## begin

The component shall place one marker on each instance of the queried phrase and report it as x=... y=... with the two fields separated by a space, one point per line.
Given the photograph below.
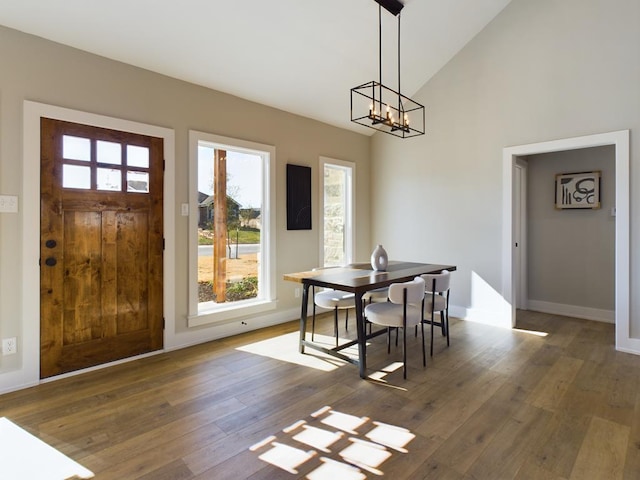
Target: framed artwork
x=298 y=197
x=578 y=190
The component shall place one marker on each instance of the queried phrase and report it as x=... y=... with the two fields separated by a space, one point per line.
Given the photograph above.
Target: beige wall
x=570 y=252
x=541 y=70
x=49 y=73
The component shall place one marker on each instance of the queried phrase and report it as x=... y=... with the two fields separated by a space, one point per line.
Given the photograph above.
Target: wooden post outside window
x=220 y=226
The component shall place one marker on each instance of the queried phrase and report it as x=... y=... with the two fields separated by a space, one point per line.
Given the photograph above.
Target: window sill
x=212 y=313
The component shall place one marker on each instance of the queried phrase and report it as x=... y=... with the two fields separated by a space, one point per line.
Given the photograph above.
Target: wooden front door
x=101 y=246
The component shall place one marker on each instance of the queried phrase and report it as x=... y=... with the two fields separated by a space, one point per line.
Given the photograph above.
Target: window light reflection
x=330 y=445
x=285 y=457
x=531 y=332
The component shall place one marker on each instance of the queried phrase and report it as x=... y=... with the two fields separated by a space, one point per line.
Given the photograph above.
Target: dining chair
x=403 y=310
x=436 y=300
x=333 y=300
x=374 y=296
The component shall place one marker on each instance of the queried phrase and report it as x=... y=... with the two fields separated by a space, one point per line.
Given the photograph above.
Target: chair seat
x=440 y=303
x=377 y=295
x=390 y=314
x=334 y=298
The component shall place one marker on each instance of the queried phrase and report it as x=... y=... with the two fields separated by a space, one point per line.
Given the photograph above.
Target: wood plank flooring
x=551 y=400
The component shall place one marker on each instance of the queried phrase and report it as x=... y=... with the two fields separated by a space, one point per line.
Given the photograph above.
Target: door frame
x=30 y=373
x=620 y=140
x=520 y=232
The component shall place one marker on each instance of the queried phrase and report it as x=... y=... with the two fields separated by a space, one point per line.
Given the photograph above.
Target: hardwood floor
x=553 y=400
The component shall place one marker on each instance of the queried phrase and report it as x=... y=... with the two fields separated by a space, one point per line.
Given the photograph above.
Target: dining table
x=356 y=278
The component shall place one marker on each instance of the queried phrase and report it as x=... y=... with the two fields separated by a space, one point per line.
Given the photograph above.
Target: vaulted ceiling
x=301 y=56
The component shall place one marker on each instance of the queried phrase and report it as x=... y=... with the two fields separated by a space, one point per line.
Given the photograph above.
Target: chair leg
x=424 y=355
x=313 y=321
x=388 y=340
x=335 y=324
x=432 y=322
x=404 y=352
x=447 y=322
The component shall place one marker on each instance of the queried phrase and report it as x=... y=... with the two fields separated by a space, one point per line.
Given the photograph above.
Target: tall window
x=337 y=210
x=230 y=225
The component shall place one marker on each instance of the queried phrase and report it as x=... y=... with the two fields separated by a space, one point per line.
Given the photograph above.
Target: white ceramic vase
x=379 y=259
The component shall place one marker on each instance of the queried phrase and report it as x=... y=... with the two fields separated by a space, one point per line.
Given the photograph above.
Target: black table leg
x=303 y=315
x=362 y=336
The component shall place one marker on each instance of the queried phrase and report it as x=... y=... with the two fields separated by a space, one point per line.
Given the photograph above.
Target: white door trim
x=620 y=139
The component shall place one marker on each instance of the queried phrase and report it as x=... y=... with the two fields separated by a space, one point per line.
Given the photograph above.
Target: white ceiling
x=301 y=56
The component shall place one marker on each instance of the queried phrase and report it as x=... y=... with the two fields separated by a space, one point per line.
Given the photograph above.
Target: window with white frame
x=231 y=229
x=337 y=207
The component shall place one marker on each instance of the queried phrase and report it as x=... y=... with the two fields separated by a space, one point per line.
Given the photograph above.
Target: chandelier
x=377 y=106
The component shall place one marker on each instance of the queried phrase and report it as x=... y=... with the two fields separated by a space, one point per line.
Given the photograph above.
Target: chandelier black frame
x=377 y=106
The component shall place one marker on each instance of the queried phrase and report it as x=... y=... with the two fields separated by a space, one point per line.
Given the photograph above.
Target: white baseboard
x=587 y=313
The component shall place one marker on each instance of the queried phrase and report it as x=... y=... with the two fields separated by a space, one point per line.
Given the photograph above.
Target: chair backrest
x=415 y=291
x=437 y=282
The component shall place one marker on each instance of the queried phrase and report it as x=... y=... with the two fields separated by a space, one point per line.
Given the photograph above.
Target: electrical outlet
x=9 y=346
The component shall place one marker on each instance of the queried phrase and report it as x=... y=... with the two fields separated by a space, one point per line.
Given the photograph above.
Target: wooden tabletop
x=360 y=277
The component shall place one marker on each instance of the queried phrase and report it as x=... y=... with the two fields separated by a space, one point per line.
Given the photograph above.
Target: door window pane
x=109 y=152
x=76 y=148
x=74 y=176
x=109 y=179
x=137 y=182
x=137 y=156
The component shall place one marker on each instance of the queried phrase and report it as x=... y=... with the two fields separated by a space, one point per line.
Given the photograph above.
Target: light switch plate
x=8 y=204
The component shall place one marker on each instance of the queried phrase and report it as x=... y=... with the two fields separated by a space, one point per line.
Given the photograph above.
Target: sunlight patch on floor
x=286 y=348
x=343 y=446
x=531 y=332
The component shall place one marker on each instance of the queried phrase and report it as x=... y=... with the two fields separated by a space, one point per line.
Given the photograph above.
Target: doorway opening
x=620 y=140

## end

Rewrite the entries above as a two-column CSV with the headers "entry" and "answer". Give one row per entry, with its text and its answer each in a single quoted field, line breaks replaced by spaces, and the pictures left out.

entry,answer
"The component shall place one marker on each instance of the queried phrase and report it as x=... y=... with the two fields separated by a space, one point per line. Given the photograph below. Target: framed artwork","x=298 y=197 x=578 y=190"
"The component shall place one marker on each instance of the queried phrase and report it as x=... y=... with the two fields separated by a space, one point per line. Given the photograph above. Target: beige wall","x=570 y=252 x=541 y=70 x=49 y=73"
"The component shall place one marker on each instance of the queried phrase and report it as x=... y=... with the two fields separated by a space, one point per line. Given the photograph above. Target: wooden post outside window","x=220 y=226"
"The component shall place one marker on each instance of the queried phrase and report it as x=... y=... with the two fields separated by a space, one point per line. Given the photograph above. Target: window sill","x=212 y=313"
"The component shall place one marker on each instance of the queried phrase and report it as x=... y=... with the two fields separated by a space, one point per line. Given the photograph above. Target: wooden front door","x=101 y=246"
"The component shall place one marker on each instance of the queried phrase and report it as x=... y=... with the two fields separated by a space, one point per line. Given the photograph above. Target: window light reflection","x=330 y=445 x=285 y=457 x=531 y=332"
"The component shall place one marker on each instance of the queried phrase and report it as x=... y=... with the two fields separated by a space, one point per line. Given the photograph above. Target: dining chair","x=403 y=310 x=436 y=300 x=333 y=300 x=374 y=296"
"The component shall place one marker on each instance of the queried phrase and report it as x=... y=... with the two fields separated by a space, one point per line. Given the photograph above. Target: chair seat","x=440 y=303 x=377 y=295 x=390 y=314 x=334 y=298"
"The component shall place one marker on each instance of the queried phrase and report it as x=... y=... with the two fields separated by a space, one point per line. Given the photograph above. Target: wood plank flooring","x=551 y=400"
"The component shall place one marker on each instance of the queried phrase and report it as x=... y=... with the two fields separated by a space, one point per line. Given the photograph above. Target: door frame","x=30 y=373 x=620 y=140 x=520 y=232"
"The component shall place one marker on each instance of the queried phrase and report it as x=... y=... with the two fields separated by a space, one point per line. Given the photograph above. Target: hardwood floor","x=553 y=400"
"The component shall place one marker on each instance of the queried phrase and report it as x=... y=... with the two fields separated by a space, one point per line. Given the photograph above. Target: dining table","x=356 y=278"
"The component shall place one marker on each instance of the queried phrase and report it as x=... y=... with the two fields separated by a space, one point per line. Given the photograph above. Target: vaulted ceiling","x=301 y=56"
"The component shall place one marker on each instance of the queried phrase and report it as x=... y=... with the two fields separated by a space, one point per line. Given the photograph above. Target: chair leg","x=424 y=355 x=313 y=321 x=388 y=340 x=335 y=324 x=432 y=322 x=404 y=352 x=447 y=322"
"The component shall place one marker on each instance of the queried phrase and report it as x=... y=... with the two fields separated by a space, one point per line. Given the photograph above. Target: tall window","x=337 y=210 x=230 y=225"
"The component shall place one marker on each instance of the queried phrase and report it as x=... y=... with the two fields separated by a space, one point per line. Given the photograph above. Target: white ceramic vase","x=379 y=259"
"The component shall place one marker on each instance of the queried phrase and report it as x=... y=... with the two fields separated by a space, one point per line. Given the photograph above. Target: black table leg","x=303 y=315 x=362 y=336"
"The component shall place one marker on each instance of the queried phrase and report it as x=... y=... with the two fields separated by a space, one point per line. Given the photograph above. Target: white door trim","x=620 y=139"
"The component shall place one marker on each instance of the queried phrase and report it as x=... y=... with the two fields separated by a space, one point per line. Given the photograph above. Target: white ceiling","x=301 y=56"
"The component shall place one marker on each instance of the queried phrase and report it as x=... y=... with the two fields separated by a space, one point per line. Given the photograph above. Target: window with white frame","x=231 y=229 x=337 y=207"
"The component shall place one marker on each instance of the queried phrase and report it as x=... y=... with the two fields separated by a space, one point per line. Given the photograph above. Target: chandelier","x=377 y=106"
"The component shall place one marker on each instance of the queried phrase and report it as x=... y=... with the two fields separated by a space, one point per line. Given the photograph above. Target: chandelier black frame","x=377 y=106"
"The component shall place one marker on each instance of the queried phrase and report it as x=... y=... with the two fields separated by a space, one point per line. Given the photograph above. Target: white baseboard","x=587 y=313"
"The component shall place one marker on each instance of the queried phrase and report it as x=... y=... with the two fields separated by a space, one point per line. Given the photograph above. Target: chair backrest","x=415 y=291 x=437 y=282"
"The component shall place one marker on each instance of the queried phrase and report it as x=... y=... with the two fields separated by a space, one point per line. Given the photograph above. Target: electrical outlet","x=9 y=346"
"The component shall place one marker on each instance of the queried phrase and report it as x=... y=... with the two fields separated by a space, one point per line. Given the photograph above. Target: wooden tabletop","x=360 y=277"
"The component shall place one marker on each instance of the queried phrase and report it as x=... y=... with the two fields separated by a space, one point per line. Given the photograph above. Target: door window pane","x=109 y=152 x=76 y=148 x=74 y=176 x=109 y=179 x=137 y=182 x=137 y=156"
"The component shall place one marker on each instance of the queried phrase and report it as x=... y=... with the two fields separated by a space, one point per line. Given the photograph above. Target: light switch plate","x=8 y=204"
"The component shall place one marker on each instance of the queried phrase and report it as x=... y=... with the two fields separated by a space, one point per line. Given the photograph above. Target: sunlight patch on floor","x=286 y=348 x=343 y=446 x=531 y=332"
"The component shall place one marker on each instance of the queried phrase and report it as x=... y=... with the two fields separated by a space, one point per line. Given the photograph above. Target: doorway opening","x=620 y=140"